Records
+ + + + + + +
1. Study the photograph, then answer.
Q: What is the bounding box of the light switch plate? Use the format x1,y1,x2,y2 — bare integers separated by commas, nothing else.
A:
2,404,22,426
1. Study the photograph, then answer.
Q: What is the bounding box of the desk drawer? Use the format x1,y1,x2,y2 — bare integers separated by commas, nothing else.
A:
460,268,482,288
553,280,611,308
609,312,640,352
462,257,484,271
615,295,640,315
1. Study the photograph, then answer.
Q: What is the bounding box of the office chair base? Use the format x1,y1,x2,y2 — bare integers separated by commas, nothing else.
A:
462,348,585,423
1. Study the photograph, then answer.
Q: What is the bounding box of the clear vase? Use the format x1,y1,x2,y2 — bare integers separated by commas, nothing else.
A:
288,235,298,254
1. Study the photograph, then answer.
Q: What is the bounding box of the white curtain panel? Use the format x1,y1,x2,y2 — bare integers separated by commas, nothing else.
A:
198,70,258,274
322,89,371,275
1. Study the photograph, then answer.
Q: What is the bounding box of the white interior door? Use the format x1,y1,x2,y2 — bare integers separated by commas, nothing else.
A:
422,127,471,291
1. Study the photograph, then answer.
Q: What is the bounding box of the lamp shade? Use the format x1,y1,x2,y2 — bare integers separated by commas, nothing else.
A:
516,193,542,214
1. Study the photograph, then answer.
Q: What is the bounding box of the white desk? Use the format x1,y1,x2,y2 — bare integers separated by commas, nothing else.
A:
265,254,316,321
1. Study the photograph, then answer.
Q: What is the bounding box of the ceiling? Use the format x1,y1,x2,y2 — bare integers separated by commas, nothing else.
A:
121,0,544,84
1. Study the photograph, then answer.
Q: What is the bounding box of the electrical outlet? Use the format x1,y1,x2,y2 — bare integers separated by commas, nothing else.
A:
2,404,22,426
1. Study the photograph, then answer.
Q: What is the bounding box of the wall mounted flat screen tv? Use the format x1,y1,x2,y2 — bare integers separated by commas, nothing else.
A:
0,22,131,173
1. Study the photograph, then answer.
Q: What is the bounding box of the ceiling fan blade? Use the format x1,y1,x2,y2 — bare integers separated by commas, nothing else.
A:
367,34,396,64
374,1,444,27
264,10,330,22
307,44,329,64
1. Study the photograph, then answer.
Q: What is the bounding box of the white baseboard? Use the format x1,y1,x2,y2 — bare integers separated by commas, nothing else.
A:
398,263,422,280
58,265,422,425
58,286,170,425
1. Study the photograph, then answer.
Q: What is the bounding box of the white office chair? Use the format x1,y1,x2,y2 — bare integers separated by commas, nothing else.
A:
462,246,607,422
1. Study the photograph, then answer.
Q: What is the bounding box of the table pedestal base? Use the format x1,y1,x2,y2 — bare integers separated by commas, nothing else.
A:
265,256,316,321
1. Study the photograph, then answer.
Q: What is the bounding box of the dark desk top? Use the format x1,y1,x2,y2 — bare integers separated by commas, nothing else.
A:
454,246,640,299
+ + + + + + +
# Exercise:
From the records above, pull out and copy each line that contains the string "desk". Matching is case-sensitive.

# Exercise answer:
Q: What is the bounding box of the desk drawer? Use the format x1,y1,x2,y2 — bare integers separated by commas, nothing else.
Q: What is the bounding box of the white desk? Use the format x1,y1,x2,y2 — bare integers separated by commas, nothing else.
Q: What is the bounding box of the dark desk top? Use the format x1,y1,x2,y2 — bare integers separated by commas, nothing else.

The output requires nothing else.